[Excerpted data start]

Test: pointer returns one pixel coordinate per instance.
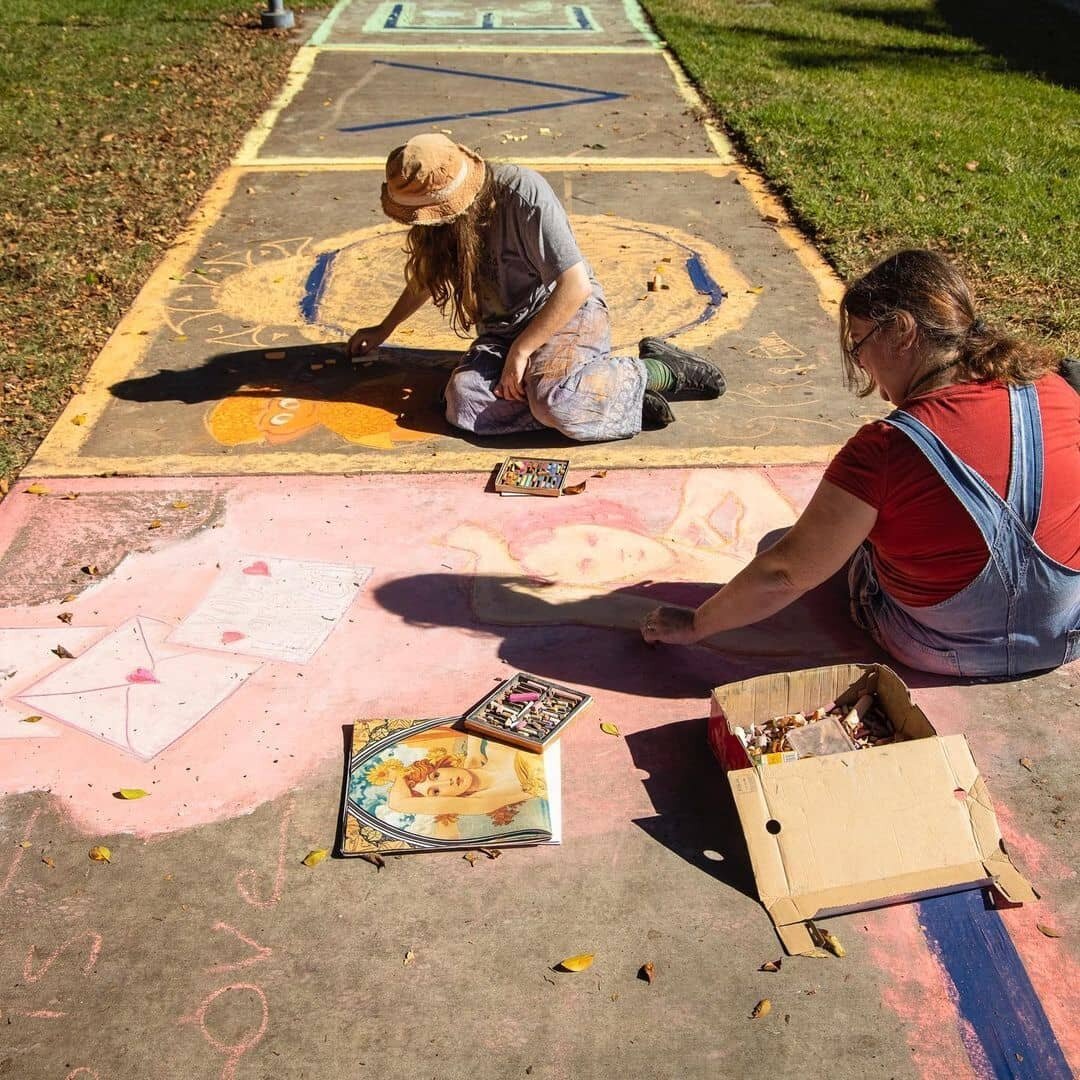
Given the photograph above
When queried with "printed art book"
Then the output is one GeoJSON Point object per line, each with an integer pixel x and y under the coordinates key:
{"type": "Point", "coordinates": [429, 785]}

[Excerpted data end]

--- What you will do ---
Put each line of the data into a JSON list of strings, one string per line, with blank lines and the picture left out.

--- Problem solution ---
[
  "Test: pointer returns one pixel coordinate per instance.",
  "Given the photograph above",
  "When queried with \"printed art book\"",
  "Then the output is one GeoJSON Point object per line, each with an integer pixel x and y under the coordinates key:",
  "{\"type\": \"Point\", \"coordinates\": [429, 785]}"
]